# Start of Dataset records
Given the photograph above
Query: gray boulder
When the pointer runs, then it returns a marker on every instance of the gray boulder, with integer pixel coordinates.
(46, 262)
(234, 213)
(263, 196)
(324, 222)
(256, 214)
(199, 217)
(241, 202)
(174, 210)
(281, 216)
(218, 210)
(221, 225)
# End of Dataset records
# Required task:
Please repeat the material above line for line, with nothing changed.

# Complete response:
Given the photograph above
Query: gray boulder
When the pointer runs, then it returns a marker on every instance of the gray boulder, with integer pixel coordinates.
(46, 262)
(234, 213)
(263, 196)
(324, 222)
(256, 214)
(199, 217)
(241, 202)
(174, 210)
(281, 216)
(218, 210)
(221, 225)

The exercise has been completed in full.